**Document segment**.
— begin —

Huppmann continued her education at the Academy of Music in Hannover (Germany). She participated in the solo classes of Prof. Karl-Heinz Kaemmerling until his sudden death.

Huppmann has won more than 20 piano competitions, including the "XXI Century competition" in Kiev (Ukraine), the "Professor Dichler competition" in Vienna (Austria), the "Bluethner special prize" in Vienna (Austria), the "Osaka international Piano Competition"  in Osaka (Japan), the International Concorso Pianistico "Vietri sul Mare – Costa Amalfitana" and the Premio di esecuzione Pianistica International "Antonio Napolitano" Citta di Salerno (Italy), the International Piano Competition "Grand Prix International, Jeunes Talents" in Lyon (France).

Awards 
Huppmann has received a number of awards in piano competitions, including
 2005: First Prize – XXI Century competition (Kyiv, Ukraine)
 2009: First Prize – Professor Dichler competition (Vienna, Austria)
 2009: Bluethner Special Prize in the framework of the Erika Chary competition (Austria)

— end —

**Work to complete**.
1. Copy out, word for word, the stretch of the Huppmann passage from "2009: First Prize" through "Chary competition (Austria)".
2. Answer these questions from the passage on Huppmann:
(a) At which academy did Huppmann continue her education?
(b) How many piano competitions has Huppmann won?
(c) In what year did Huppmann win First Prize at the XXI Century competition?

**Entries supplied**.
— begin —

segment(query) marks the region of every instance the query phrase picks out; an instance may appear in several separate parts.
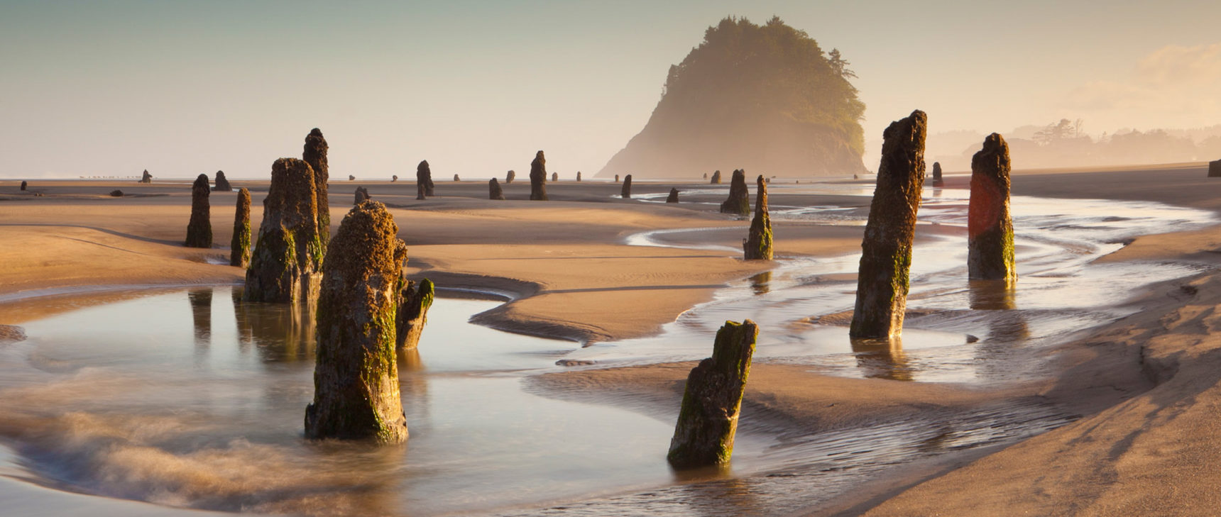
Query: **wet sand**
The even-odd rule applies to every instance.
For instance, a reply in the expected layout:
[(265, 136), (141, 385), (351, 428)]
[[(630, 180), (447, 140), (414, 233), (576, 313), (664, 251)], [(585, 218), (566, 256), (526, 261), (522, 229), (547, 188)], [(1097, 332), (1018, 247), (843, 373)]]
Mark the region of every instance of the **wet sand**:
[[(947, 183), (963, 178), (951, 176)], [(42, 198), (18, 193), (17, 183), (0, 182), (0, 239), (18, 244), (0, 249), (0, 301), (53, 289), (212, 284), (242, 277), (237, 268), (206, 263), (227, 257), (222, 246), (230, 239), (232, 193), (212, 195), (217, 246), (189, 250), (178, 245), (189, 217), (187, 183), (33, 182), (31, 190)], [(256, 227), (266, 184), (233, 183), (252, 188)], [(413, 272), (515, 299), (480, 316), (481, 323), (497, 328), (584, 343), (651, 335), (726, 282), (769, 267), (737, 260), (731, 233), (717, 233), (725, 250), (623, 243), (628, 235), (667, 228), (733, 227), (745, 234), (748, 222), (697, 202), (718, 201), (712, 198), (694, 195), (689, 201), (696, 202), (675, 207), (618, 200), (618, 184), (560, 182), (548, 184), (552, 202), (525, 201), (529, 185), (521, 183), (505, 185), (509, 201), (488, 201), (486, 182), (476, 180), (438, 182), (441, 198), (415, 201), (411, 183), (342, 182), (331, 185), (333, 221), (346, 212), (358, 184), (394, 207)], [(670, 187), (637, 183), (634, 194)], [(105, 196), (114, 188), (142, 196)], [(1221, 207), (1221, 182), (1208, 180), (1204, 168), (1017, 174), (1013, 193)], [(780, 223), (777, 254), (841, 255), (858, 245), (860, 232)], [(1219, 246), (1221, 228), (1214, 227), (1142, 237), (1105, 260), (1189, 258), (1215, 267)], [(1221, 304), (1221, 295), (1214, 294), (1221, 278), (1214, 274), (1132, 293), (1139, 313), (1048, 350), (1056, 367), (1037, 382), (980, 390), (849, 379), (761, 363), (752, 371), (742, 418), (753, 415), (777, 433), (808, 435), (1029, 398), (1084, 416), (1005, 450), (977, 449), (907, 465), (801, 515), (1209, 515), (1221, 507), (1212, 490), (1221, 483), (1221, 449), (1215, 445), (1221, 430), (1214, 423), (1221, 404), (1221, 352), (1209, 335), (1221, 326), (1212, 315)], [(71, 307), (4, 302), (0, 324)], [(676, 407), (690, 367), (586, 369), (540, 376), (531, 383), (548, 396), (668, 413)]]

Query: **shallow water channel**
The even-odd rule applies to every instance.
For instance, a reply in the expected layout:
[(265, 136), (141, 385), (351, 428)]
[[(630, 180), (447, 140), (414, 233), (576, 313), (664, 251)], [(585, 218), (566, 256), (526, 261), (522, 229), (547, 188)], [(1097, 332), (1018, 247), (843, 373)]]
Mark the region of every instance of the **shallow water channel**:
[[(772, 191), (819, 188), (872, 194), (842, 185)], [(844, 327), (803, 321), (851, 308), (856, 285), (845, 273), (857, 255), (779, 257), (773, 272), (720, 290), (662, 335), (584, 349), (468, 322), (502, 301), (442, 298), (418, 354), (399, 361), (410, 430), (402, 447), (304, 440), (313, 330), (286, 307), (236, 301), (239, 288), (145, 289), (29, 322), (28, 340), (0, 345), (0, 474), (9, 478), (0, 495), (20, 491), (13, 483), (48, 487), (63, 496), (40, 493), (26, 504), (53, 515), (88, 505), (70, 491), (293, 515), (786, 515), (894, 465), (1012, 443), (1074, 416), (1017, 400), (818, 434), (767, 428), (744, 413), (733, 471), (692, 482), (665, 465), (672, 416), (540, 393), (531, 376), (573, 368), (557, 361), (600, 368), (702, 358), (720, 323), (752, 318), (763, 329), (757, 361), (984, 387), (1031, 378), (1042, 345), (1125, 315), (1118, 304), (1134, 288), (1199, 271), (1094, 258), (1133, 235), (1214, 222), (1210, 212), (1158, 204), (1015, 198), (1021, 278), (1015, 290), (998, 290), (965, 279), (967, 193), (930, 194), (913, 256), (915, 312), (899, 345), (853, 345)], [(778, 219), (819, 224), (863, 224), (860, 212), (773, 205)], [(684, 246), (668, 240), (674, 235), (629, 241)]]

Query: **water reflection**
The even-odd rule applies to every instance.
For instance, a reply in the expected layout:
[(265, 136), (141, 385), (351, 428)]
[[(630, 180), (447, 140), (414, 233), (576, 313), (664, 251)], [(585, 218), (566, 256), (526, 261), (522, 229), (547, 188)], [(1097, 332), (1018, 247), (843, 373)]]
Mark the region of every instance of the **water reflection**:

— end —

**Answers for this exercise**.
1.
2009: First Prize – Professor Dichler competition (Vienna, Austria)
 2009: Bluethner Special Prize in the framework of the Erika Chary competition (Austria)

2.
(a) The Academy of Music in Hannover (Germany).
(b) More than 20.
(c) 2005.